--- EXERCISE PASSAGE ---
A remnant (like the one who came off the ark) returned from Babylon to
renew a life of (“please God”) covenant-faithfulness to Yahweh after the
“cataclysm” of exile. As Noah built an
altar upon disembarking the salvific vessel, so the Jews rebuild the altar in
Jerusalem and offer sacrifices before commencing construction of the second
temple (cf. Ezra 3.1-7). Indeed,
(Second) Isaiah described the return from exile as an act of (new) creation
(cf. Is. 40—45). Jeremiah spoke of a new
covenant (Jer. 31.31-34). Yahweh, after
the Flood, had made a covenant with Noah and with all of creation and had
granted a (renewed) cultural mandate to him and his sons (cf. Gn. 1.26-31), a
mandate that heralded the launch of a new world.
3. Putting the text into practice
Due to its
affinities with the book of Revelation[19],
the story of the Flood can be of service to us as we consider the subject of
eschatology, of the final fulfillment of the Creator’s purposes of justice and
mercy, of his determination to rule over his world through his Messiah and his
people, and of his fundamental and unshakable commitment to creation. Perhaps meditation upon the Flood story may
help us avoid any vindictiveness as we contemplate the (possible) fate of those
who presently reject God and his gospel.
Perhaps this will stimulate us to greater participation in God’s mission
of mercy and grace towards his world, of communicating the good news that
salvation has been made possible by God’s creative Word becoming flesh and
sharing our ambiguous human condition “east of Eden”.
Conclusion
The
ambiguity of Gn. 1—11, I suggest, reflects the instability following upon the
return from the Babylonian exile. Like
all the disasters of the pre-history – Adam and Eve’s expulsion from the
garden, Cain’s banishment “from the face of God”, the Flood and the dispersion
from Babel – the deportation(s) of the Judahites and the destruction of
Jerusalem did not spell the end for either the purposes of God or the people of
God. The revenants from Babylon (cf.

--- REQUIRED ACTION 1 ---
Answer these questions about the passage on the Flood.
(a) What did Noah build upon disembarking?
(b) Which prophet spoke of a new covenant?
(c) According to the author, what does the ambiguity of Gn. 1—11 reflect?
--- REQUIRED ACTION 2 ---
Write out everything in the passage on the Flood from "A remnant (like" down to "a new world.", but replace "Yahweh" with "the LORD" wherever it occurs.

(Dataset items)

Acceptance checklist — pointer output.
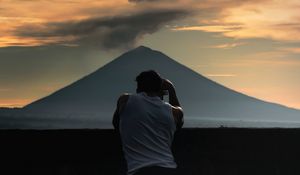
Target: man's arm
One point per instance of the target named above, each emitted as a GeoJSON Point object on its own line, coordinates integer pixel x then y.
{"type": "Point", "coordinates": [173, 100]}
{"type": "Point", "coordinates": [120, 105]}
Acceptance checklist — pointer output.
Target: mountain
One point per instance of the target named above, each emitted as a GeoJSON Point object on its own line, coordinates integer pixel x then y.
{"type": "Point", "coordinates": [94, 96]}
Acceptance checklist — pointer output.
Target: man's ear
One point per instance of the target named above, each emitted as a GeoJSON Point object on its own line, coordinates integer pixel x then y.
{"type": "Point", "coordinates": [138, 90]}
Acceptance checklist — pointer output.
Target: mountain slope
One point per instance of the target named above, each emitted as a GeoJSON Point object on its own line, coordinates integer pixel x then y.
{"type": "Point", "coordinates": [94, 96]}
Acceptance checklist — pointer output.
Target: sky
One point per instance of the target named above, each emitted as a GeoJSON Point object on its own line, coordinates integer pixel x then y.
{"type": "Point", "coordinates": [251, 46]}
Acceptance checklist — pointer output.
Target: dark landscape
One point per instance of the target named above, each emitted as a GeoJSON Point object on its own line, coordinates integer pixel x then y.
{"type": "Point", "coordinates": [210, 151]}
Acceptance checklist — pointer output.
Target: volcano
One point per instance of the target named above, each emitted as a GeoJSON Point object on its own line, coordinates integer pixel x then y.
{"type": "Point", "coordinates": [94, 96]}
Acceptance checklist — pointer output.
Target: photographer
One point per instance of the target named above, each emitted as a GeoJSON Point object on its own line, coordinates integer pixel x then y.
{"type": "Point", "coordinates": [147, 125]}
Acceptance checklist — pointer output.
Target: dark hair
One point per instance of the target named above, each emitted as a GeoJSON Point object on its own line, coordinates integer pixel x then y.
{"type": "Point", "coordinates": [149, 81]}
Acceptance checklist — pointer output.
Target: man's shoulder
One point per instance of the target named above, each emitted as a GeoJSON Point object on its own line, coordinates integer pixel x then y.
{"type": "Point", "coordinates": [123, 98]}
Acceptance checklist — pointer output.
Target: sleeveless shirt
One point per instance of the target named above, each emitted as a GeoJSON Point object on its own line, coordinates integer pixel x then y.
{"type": "Point", "coordinates": [147, 128]}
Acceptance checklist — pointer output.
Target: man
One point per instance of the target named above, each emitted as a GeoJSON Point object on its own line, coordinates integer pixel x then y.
{"type": "Point", "coordinates": [147, 124]}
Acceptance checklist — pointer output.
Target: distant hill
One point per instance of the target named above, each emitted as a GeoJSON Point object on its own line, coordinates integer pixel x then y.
{"type": "Point", "coordinates": [94, 96]}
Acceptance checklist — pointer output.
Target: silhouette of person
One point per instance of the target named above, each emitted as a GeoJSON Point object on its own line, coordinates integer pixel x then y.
{"type": "Point", "coordinates": [147, 125]}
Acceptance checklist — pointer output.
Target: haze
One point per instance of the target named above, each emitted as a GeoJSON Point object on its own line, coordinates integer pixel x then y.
{"type": "Point", "coordinates": [250, 46]}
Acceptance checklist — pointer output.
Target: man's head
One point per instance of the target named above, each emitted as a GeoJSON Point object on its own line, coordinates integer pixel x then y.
{"type": "Point", "coordinates": [149, 81]}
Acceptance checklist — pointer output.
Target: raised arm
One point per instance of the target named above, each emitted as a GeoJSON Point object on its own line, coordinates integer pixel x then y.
{"type": "Point", "coordinates": [173, 100]}
{"type": "Point", "coordinates": [120, 105]}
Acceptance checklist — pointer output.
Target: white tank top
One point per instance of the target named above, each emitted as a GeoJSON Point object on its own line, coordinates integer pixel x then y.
{"type": "Point", "coordinates": [147, 128]}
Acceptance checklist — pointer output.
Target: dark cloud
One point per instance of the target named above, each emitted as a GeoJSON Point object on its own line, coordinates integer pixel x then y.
{"type": "Point", "coordinates": [110, 32]}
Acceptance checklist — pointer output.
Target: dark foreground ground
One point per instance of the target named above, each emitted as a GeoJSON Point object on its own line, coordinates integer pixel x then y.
{"type": "Point", "coordinates": [220, 151]}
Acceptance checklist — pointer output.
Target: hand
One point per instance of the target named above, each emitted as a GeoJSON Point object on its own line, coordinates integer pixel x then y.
{"type": "Point", "coordinates": [167, 85]}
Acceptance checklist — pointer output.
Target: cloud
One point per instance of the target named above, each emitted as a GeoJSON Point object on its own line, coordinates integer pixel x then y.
{"type": "Point", "coordinates": [108, 32]}
{"type": "Point", "coordinates": [270, 19]}
{"type": "Point", "coordinates": [227, 45]}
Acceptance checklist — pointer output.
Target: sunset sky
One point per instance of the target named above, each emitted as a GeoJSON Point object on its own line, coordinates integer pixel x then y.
{"type": "Point", "coordinates": [251, 46]}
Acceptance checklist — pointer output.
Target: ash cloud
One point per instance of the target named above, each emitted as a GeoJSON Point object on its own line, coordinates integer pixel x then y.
{"type": "Point", "coordinates": [109, 32]}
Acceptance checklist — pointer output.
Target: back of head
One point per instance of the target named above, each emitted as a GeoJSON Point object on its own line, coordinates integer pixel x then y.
{"type": "Point", "coordinates": [149, 81]}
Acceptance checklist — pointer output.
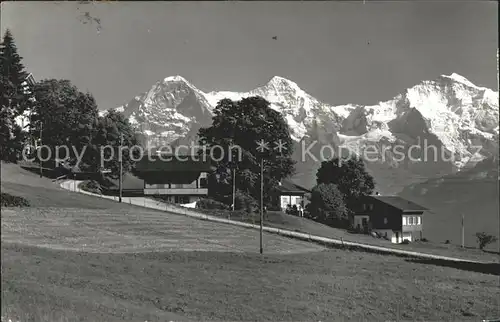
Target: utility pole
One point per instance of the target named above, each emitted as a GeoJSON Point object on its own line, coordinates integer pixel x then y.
{"type": "Point", "coordinates": [234, 186]}
{"type": "Point", "coordinates": [261, 201]}
{"type": "Point", "coordinates": [463, 232]}
{"type": "Point", "coordinates": [121, 168]}
{"type": "Point", "coordinates": [41, 162]}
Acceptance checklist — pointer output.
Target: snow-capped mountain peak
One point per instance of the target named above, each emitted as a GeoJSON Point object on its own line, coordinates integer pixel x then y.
{"type": "Point", "coordinates": [459, 78]}
{"type": "Point", "coordinates": [176, 78]}
{"type": "Point", "coordinates": [450, 111]}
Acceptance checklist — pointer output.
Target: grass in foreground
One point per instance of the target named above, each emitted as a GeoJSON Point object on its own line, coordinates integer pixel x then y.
{"type": "Point", "coordinates": [331, 285]}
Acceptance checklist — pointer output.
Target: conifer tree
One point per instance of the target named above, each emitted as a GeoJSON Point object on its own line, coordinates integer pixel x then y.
{"type": "Point", "coordinates": [13, 100]}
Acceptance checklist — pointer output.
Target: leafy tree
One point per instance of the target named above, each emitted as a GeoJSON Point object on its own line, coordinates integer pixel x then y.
{"type": "Point", "coordinates": [350, 176]}
{"type": "Point", "coordinates": [243, 123]}
{"type": "Point", "coordinates": [109, 131]}
{"type": "Point", "coordinates": [327, 203]}
{"type": "Point", "coordinates": [68, 117]}
{"type": "Point", "coordinates": [12, 99]}
{"type": "Point", "coordinates": [484, 239]}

--- EXERCISE RESPONSE 1 ---
(a) An altar.
(b) Jeremiah.
(c) The instability following upon the return from the Babylonian exile.

--- EXERCISE RESPONSE 2 ---
A remnant (like the one who came off the ark) returned from Babylon to
renew a life of (“please God”) covenant-faithfulness to the LORD after the
“cataclysm” of exile. As Noah built an
altar upon disembarking the salvific vessel, so the Jews rebuild the altar in
Jerusalem and offer sacrifices before commencing construction of the second
temple (cf. Ezra 3.1-7). Indeed,
(Second) Isaiah described the return from exile as an act of (new) creation
(cf. Is. 40—45). Jeremiah spoke of a new
covenant (Jer. 31.31-34). the LORD, after
the Flood, had made a covenant with Noah and with all of creation and had
granted a (renewed) cultural mandate to him and his sons (cf. Gn. 1.26-31), a
mandate that heralded the launch of a new world.